● STATED TASK:
Scale the lines from the first one through the line holding "[167,122,249,207]", inclusive. Repeat every one of them, with the text lines left unchanged and each bounding-box coordinate multiplied by 2.05 and rounded to a whole number (halves up), and leave the pictures out.

● INPUT ROWS:
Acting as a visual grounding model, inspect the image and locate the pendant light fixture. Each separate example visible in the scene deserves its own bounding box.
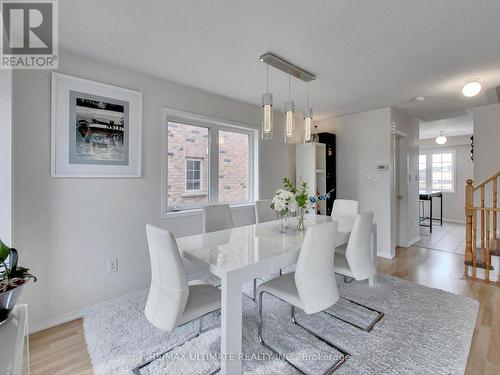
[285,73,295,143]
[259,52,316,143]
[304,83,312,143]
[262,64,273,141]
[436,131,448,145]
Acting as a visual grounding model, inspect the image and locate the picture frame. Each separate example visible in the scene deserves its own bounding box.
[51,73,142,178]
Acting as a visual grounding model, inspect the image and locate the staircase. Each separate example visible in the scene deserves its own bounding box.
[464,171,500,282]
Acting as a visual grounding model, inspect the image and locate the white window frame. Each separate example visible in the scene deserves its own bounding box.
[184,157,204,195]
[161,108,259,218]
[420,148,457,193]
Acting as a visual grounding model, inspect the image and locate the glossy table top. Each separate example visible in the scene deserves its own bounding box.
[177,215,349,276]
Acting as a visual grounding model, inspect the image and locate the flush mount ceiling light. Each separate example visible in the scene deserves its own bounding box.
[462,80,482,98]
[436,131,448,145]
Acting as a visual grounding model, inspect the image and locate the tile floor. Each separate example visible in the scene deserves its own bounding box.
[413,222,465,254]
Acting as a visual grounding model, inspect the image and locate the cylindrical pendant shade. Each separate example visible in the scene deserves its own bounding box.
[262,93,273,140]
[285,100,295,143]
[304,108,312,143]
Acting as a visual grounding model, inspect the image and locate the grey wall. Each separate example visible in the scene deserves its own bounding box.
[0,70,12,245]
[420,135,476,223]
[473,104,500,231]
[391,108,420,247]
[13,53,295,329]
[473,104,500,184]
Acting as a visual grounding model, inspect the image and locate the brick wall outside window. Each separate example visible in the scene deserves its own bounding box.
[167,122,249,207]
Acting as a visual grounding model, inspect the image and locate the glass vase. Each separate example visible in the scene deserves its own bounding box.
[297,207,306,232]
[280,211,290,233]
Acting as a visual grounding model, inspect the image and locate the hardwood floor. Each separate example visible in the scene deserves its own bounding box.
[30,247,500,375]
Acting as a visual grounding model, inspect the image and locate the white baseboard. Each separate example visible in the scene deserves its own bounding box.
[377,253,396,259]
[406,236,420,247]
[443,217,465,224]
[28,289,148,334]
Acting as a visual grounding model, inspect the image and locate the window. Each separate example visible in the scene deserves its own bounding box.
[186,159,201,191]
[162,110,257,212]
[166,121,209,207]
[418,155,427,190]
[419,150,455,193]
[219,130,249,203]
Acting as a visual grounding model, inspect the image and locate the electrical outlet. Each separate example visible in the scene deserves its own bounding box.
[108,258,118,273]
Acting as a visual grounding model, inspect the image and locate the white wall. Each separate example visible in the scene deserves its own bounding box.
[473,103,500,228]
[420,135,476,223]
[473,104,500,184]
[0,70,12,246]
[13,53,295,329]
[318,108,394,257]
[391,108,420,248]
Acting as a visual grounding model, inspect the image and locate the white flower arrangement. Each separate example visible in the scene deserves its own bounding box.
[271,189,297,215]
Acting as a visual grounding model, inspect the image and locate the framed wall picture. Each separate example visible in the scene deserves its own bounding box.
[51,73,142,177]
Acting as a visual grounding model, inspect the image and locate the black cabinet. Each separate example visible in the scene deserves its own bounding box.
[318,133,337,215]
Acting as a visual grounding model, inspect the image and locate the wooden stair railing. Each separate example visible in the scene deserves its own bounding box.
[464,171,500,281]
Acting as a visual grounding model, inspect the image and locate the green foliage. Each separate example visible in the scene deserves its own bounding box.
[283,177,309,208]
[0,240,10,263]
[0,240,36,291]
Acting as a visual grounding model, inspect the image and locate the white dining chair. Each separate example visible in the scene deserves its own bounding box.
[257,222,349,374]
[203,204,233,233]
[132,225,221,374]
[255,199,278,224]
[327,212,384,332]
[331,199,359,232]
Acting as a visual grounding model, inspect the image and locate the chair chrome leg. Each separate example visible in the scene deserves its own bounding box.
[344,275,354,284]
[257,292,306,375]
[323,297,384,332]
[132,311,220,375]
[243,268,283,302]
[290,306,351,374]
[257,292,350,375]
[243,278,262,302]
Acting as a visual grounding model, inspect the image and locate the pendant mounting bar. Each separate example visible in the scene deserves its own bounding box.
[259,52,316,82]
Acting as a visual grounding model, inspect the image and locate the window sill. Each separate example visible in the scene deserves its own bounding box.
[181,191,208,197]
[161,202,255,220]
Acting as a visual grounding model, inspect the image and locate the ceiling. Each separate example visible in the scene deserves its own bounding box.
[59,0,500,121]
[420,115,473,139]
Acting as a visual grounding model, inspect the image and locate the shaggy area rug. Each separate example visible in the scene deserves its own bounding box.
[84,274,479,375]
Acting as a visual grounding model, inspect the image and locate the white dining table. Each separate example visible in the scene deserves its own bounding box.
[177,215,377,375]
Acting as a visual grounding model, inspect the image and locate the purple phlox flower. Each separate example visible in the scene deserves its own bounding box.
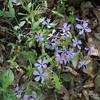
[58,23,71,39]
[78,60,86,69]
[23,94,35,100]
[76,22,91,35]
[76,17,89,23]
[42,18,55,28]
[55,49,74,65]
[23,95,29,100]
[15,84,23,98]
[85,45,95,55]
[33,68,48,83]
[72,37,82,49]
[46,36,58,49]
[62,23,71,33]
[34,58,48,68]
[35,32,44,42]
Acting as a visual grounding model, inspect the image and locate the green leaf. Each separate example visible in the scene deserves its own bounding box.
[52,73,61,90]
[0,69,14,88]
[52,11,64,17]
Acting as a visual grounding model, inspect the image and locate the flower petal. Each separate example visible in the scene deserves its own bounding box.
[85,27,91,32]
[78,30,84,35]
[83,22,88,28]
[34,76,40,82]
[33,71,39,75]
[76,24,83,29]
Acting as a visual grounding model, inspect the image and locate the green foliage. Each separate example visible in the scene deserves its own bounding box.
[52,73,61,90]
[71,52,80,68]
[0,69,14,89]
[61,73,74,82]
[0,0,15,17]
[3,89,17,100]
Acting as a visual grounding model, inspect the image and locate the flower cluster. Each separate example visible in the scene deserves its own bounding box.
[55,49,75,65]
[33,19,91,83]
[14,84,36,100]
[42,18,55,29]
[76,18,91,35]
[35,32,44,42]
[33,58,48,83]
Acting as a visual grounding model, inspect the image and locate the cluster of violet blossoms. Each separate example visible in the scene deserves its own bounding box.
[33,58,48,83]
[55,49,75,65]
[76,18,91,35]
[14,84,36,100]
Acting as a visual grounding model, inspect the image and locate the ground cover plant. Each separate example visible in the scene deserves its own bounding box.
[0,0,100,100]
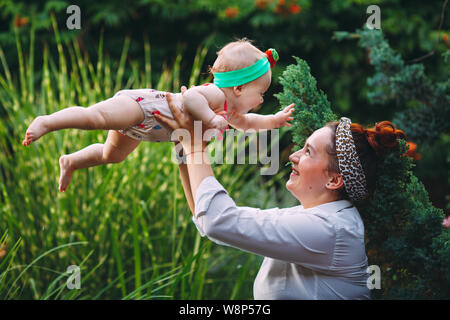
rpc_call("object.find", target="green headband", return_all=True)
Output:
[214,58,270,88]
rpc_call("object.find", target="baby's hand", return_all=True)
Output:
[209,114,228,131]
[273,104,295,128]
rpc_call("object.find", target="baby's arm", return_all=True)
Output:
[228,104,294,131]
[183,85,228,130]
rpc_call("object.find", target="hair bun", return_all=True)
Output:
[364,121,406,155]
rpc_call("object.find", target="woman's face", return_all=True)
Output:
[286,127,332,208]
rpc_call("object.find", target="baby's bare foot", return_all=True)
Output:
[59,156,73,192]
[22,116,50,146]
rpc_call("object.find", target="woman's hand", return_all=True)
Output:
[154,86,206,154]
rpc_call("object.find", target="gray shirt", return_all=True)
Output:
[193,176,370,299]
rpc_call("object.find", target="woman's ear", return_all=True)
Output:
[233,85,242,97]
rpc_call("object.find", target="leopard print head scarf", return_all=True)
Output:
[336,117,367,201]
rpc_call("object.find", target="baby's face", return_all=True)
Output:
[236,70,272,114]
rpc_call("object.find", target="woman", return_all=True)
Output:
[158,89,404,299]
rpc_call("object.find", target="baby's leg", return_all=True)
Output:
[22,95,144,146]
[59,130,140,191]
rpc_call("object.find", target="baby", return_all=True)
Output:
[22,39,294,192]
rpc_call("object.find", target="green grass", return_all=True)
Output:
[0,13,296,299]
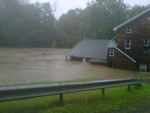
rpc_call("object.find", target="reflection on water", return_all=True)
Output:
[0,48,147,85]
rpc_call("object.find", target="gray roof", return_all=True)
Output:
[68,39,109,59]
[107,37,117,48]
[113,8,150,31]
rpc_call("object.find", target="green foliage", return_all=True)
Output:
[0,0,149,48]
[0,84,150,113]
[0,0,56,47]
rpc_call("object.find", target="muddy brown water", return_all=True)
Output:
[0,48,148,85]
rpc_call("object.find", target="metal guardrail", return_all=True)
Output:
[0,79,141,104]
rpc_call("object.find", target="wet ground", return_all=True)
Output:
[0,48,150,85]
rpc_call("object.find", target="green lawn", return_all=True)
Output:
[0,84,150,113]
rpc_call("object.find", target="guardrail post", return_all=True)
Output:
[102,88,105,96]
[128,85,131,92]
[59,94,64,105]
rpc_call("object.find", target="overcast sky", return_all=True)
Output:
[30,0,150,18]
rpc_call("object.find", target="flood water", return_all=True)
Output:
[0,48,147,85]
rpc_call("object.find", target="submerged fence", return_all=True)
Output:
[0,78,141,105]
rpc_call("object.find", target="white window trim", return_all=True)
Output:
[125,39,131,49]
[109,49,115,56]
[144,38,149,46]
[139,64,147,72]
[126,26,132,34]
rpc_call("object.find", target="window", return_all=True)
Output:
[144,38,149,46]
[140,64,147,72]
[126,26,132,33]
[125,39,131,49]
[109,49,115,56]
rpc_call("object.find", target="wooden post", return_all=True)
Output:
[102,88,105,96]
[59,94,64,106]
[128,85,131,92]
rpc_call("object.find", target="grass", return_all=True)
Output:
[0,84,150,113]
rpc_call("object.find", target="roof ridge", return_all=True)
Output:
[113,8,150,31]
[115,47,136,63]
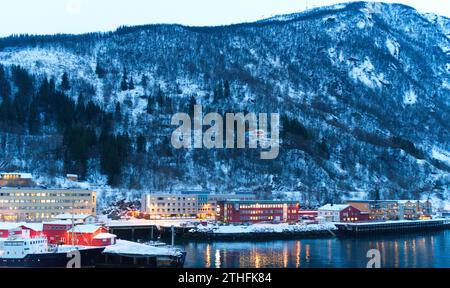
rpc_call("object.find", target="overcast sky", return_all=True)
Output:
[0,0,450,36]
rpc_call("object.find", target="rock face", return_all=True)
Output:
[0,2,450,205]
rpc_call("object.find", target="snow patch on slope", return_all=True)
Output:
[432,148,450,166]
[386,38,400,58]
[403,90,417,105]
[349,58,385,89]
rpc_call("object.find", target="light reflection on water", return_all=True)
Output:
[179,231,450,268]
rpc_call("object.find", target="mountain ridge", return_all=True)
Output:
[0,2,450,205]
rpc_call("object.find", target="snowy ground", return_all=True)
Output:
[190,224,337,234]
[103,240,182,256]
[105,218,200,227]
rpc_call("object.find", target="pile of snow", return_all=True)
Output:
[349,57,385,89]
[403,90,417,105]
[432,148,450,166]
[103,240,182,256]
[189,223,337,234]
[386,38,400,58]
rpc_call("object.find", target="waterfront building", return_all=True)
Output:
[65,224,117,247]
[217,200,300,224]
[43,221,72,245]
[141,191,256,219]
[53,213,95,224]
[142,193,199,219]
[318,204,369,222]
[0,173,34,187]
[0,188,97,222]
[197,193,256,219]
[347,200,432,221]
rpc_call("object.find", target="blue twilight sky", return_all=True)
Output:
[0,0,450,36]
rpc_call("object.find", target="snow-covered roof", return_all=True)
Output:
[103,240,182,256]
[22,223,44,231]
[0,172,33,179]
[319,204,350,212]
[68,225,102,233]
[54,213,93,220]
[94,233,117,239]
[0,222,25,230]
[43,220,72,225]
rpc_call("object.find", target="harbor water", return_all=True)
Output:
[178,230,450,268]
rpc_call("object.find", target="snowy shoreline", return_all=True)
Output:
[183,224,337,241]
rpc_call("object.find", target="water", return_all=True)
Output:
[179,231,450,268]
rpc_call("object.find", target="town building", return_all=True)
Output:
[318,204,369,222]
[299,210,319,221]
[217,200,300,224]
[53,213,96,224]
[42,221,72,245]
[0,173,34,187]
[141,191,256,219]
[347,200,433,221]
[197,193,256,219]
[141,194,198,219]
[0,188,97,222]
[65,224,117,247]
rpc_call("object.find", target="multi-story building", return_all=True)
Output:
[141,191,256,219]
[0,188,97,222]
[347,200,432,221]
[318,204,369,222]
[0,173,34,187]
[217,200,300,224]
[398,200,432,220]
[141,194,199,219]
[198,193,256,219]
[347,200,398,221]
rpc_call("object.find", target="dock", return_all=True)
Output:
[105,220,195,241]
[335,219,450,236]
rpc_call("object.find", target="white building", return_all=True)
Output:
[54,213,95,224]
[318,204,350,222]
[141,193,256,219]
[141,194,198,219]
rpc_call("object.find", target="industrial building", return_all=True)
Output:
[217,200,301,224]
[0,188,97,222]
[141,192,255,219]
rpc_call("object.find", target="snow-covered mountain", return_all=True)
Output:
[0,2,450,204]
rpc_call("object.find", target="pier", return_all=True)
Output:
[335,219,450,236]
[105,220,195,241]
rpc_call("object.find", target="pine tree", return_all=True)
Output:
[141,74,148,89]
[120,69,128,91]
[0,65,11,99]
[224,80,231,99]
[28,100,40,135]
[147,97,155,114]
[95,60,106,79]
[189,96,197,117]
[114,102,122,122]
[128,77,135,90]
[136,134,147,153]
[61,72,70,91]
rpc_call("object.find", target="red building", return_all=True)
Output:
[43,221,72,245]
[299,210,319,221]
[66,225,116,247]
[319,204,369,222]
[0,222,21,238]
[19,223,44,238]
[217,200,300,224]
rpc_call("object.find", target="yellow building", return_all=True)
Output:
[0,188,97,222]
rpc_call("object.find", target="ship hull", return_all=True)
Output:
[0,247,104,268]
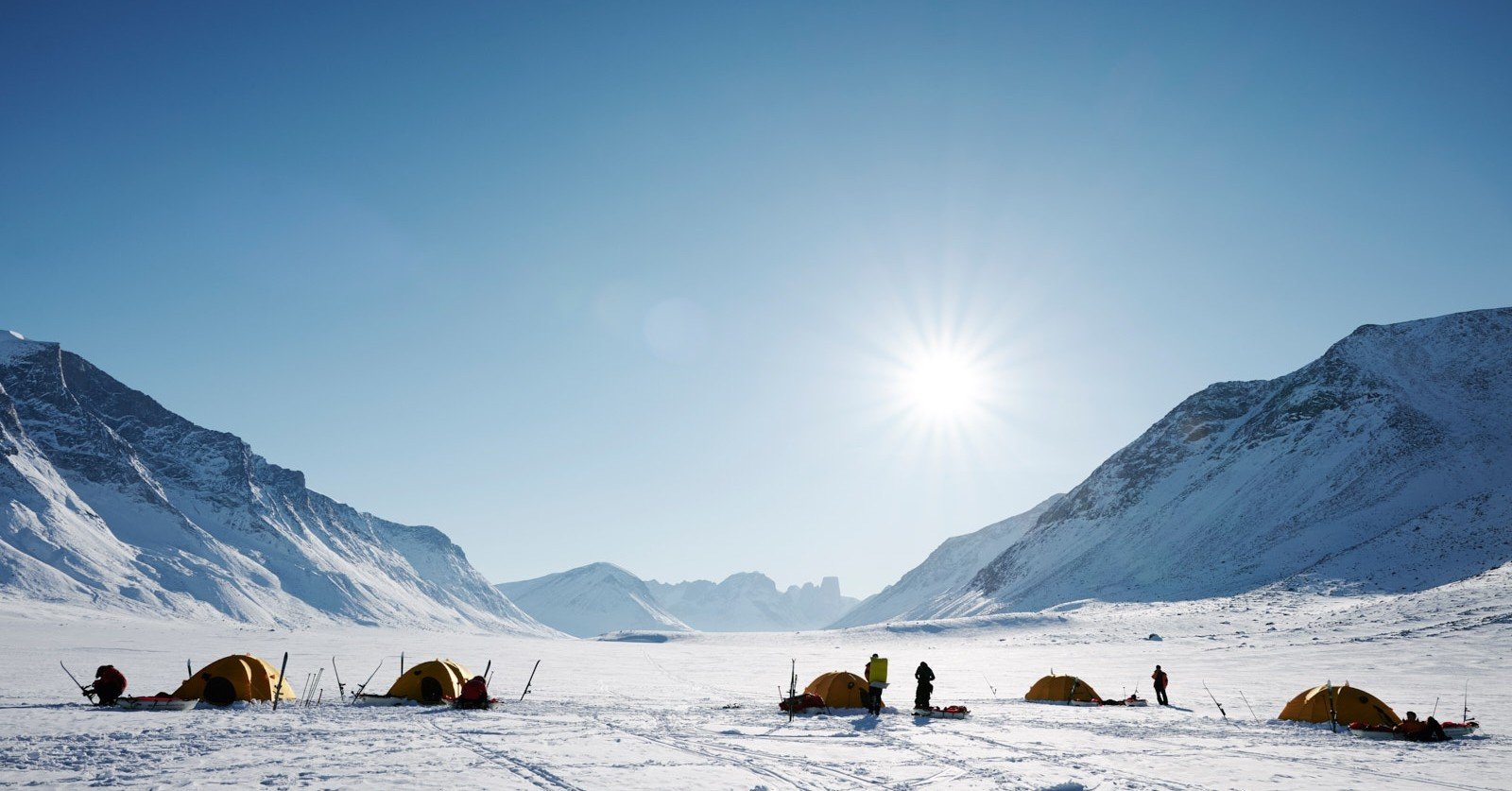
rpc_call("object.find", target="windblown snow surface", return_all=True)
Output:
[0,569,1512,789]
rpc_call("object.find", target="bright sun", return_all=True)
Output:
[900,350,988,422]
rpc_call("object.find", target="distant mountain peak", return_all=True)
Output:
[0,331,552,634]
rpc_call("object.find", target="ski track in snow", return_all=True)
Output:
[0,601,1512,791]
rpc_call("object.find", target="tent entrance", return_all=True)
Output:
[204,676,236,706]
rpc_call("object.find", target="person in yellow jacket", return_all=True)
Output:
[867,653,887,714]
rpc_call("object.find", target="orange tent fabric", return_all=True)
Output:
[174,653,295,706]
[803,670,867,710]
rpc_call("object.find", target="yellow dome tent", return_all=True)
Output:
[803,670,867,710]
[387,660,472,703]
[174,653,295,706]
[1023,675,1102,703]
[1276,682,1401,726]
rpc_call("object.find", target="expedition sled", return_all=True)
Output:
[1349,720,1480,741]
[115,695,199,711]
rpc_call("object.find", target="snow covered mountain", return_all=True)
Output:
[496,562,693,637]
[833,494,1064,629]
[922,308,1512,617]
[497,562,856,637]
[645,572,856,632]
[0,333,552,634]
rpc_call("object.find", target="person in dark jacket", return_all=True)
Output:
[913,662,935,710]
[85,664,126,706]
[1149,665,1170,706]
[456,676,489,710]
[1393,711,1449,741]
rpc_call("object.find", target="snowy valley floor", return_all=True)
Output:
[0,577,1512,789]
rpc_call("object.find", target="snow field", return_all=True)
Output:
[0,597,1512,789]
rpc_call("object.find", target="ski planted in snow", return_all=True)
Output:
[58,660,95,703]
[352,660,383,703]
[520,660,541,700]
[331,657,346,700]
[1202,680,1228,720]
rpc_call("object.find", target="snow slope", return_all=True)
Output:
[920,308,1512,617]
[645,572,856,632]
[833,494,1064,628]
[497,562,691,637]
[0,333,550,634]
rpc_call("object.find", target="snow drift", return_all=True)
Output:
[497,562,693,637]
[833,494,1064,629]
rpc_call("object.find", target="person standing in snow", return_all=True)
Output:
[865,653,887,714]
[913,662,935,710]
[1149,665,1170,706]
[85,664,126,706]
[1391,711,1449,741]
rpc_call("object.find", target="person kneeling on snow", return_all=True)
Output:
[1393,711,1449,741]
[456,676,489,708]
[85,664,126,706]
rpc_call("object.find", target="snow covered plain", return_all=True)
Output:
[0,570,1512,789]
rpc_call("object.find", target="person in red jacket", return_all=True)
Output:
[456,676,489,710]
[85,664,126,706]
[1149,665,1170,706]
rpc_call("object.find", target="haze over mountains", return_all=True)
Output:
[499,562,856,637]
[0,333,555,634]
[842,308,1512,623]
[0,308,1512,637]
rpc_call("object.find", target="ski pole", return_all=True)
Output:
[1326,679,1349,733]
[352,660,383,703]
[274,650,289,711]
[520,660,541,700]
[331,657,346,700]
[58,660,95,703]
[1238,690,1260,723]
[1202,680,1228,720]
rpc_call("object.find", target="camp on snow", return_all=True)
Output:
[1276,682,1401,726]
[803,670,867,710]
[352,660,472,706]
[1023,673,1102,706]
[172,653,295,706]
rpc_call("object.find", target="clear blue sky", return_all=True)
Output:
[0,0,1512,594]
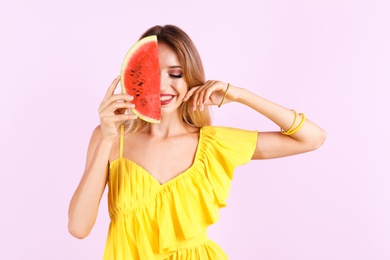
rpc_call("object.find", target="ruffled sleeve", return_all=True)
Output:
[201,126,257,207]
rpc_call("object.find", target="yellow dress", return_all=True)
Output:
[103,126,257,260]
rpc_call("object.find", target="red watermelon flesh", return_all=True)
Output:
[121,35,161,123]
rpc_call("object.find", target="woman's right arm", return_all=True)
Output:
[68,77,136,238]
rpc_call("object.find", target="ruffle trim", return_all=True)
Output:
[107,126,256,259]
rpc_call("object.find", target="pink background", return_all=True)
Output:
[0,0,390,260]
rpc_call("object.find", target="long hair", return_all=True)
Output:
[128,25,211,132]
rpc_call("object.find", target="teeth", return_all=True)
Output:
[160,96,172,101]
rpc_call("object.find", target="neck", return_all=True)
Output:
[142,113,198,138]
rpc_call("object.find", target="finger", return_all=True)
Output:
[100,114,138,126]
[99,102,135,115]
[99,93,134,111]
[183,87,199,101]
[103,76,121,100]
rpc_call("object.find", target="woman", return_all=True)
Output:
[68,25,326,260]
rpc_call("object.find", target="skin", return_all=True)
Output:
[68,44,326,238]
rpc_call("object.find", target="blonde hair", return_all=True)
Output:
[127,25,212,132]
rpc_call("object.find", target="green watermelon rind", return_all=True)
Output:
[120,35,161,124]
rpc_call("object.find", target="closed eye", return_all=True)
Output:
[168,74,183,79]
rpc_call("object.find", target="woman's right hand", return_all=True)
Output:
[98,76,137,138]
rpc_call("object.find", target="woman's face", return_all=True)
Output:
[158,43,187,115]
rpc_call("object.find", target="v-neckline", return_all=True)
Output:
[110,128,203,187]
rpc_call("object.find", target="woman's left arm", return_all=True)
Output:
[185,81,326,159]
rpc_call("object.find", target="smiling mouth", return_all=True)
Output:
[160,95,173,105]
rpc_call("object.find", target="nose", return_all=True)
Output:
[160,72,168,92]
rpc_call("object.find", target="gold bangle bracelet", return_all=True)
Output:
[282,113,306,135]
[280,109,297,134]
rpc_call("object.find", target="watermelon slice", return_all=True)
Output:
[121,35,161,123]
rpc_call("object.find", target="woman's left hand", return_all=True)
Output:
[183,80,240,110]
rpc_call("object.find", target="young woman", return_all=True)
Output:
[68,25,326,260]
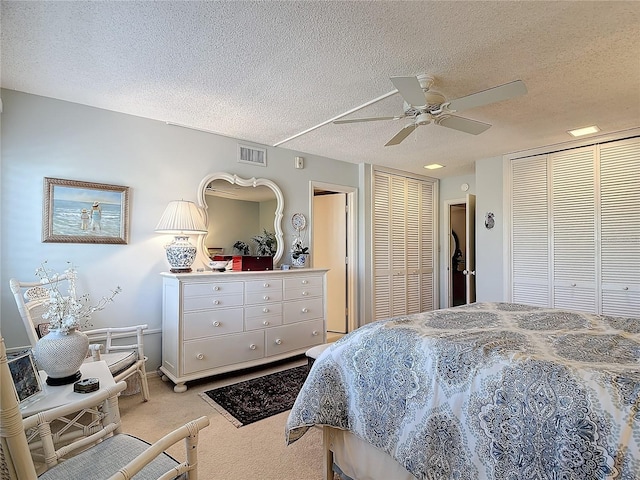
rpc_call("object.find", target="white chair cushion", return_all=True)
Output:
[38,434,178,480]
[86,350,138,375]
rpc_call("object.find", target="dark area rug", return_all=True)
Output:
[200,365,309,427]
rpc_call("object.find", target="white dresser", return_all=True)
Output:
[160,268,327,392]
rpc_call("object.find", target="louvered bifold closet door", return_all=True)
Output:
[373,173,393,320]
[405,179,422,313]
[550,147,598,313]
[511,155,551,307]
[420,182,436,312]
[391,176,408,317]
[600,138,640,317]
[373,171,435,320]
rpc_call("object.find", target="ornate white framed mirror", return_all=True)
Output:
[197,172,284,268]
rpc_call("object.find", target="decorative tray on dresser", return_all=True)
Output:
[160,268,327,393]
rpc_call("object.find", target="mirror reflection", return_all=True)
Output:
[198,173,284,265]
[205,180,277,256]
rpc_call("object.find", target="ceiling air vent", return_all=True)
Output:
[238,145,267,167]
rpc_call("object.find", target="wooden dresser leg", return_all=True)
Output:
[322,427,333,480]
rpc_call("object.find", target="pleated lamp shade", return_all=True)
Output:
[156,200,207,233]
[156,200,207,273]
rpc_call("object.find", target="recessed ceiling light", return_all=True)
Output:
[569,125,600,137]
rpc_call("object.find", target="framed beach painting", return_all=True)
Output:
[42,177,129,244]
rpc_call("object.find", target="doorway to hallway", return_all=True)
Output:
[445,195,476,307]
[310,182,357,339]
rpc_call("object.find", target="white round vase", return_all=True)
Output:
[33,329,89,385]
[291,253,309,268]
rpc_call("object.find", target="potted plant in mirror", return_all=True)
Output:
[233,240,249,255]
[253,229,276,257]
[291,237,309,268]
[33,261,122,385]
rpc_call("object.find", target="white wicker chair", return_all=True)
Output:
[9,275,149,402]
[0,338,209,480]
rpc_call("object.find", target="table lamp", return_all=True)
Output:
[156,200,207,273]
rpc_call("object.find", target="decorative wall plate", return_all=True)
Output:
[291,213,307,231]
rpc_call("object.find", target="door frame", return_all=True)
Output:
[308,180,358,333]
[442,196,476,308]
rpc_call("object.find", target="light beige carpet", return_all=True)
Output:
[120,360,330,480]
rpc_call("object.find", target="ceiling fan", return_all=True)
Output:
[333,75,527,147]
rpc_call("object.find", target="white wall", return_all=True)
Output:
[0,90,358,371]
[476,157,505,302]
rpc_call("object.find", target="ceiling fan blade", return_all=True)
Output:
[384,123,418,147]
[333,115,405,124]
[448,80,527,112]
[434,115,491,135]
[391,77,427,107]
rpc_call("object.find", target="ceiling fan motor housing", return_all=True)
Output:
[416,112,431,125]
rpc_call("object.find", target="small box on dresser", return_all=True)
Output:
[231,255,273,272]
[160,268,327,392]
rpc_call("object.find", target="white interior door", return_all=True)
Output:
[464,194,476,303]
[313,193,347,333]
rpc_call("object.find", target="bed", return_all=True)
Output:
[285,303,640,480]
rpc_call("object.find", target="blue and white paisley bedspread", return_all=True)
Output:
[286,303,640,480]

● EXERCISE ANSWER:
Acting as a visual grounding model, inspect the image and locate the pendant light fixture. Each separate example visible in the scene deserves its own bounding box.
[584,150,605,293]
[531,107,648,293]
[623,170,640,293]
[537,131,560,289]
[894,269,918,297]
Acting as a visual grounding model, inspect the image and locate the picture frame. Each separate example visible in the scene deserves its own bounding box.
[105,150,291,365]
Acting as a visual grounding model, inspect the image and locate the staircase. Each separate example visible in the scene deserves its own bounding box.
[951,351,1025,578]
Acting as a visual grounding model, inspect the image and locate the white window frame. Each separate example visible in the scene deserves its own bounding box.
[377,322,418,400]
[330,221,531,447]
[861,303,937,396]
Acting as a visual grounding model, inspect the image and locate the glossy table top. Each separate example visible in the scene deserves its own bounding box.
[363,441,715,566]
Acting as a visual grounding model, inspect the image and locate the flush mount ceiling light. Each separate example visible in the scene deserves its own bounding box.
[947,164,988,201]
[894,269,918,297]
Acting as a visual grounding model, inspect the image and locate the tile floor. Each separate example visible in the scene deserves its own bounding box.
[847,455,953,521]
Acting as a visual grounding model, inspect the image and locate the cylindrical pendant shade. Each separate example visible in the scene deserves its own bounding box.
[537,191,560,287]
[584,205,605,293]
[623,221,640,293]
Acting as a visual grounding model, inspect the image and locate the grey wall. Each separate example visible in the scene deserves its own bounding box.
[0,144,25,502]
[861,277,976,457]
[970,213,1025,474]
[802,221,861,506]
[27,109,605,674]
[970,213,1025,377]
Acting as a visual grounding model, inspect the image and locate the brick wall outside window. Each separate example visible in the scene deserves its own bounding box.
[342,250,510,424]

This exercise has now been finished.